* _DATA SHOWN_
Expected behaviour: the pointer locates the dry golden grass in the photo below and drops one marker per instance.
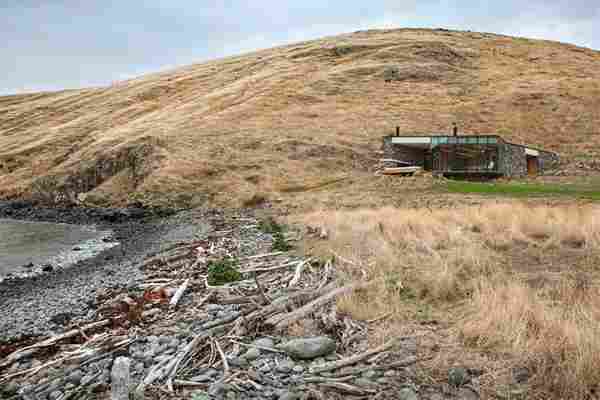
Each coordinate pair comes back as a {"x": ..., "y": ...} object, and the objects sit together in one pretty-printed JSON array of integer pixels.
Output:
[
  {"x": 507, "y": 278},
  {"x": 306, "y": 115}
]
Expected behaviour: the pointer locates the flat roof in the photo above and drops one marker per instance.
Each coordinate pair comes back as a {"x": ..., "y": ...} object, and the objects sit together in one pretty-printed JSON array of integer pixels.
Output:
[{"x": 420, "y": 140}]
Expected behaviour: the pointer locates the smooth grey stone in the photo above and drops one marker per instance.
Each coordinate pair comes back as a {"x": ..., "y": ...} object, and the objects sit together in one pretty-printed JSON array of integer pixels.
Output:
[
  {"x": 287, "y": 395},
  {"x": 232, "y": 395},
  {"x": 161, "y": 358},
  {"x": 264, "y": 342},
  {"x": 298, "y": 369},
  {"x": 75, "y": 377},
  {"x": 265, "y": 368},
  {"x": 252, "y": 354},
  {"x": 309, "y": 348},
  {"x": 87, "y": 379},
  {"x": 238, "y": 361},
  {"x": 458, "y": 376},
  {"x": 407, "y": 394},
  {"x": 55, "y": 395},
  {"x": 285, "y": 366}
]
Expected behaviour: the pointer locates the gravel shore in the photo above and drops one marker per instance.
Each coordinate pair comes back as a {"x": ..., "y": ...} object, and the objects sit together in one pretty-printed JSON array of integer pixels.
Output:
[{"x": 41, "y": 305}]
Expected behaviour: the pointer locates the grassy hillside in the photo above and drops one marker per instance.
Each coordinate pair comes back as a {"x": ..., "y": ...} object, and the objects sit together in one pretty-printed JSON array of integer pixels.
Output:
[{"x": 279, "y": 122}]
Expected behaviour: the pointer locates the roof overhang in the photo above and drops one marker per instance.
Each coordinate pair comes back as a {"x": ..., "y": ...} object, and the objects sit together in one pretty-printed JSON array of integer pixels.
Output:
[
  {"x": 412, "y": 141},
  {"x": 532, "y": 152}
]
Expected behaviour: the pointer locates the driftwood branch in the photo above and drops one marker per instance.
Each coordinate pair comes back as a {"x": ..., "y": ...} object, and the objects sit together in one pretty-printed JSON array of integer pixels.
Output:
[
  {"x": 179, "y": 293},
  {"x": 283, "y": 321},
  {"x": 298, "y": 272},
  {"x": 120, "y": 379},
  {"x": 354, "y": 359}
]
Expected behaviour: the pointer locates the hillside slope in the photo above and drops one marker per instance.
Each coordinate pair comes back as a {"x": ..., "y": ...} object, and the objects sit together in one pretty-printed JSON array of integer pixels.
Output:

==

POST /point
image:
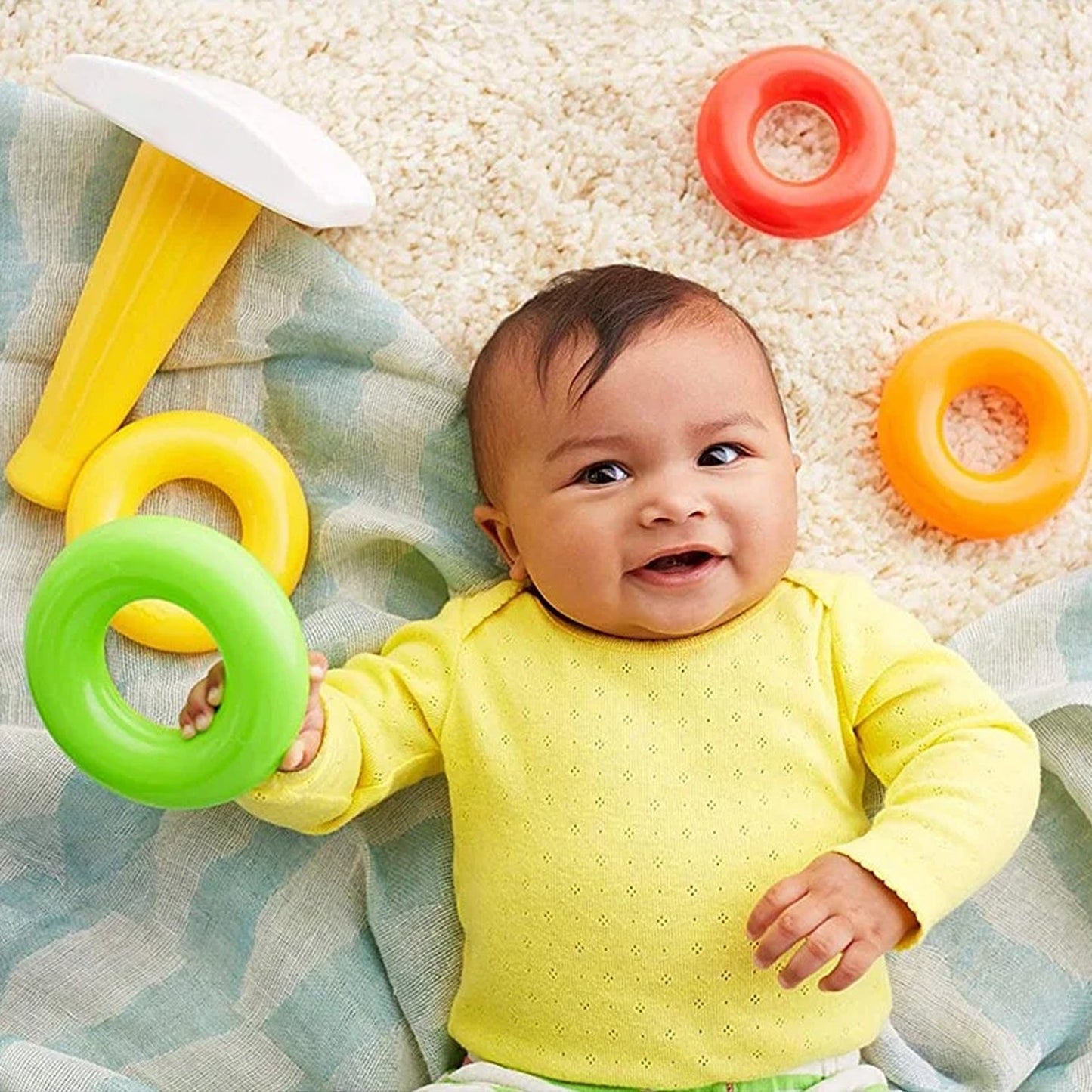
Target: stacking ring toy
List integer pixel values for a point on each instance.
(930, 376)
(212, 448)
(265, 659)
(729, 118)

* _EXERCISE_
Pick out every line in the data above that contains the word "roof", and copy each of those lines.

* _EXERCISE OUTPUT_
Expected behaviour: the pointer locates the flat roof in the photo above and drops one marker per instance.
Expected behaviour: the pointer locates the roof overhang in the photo above and drops one marker per instance.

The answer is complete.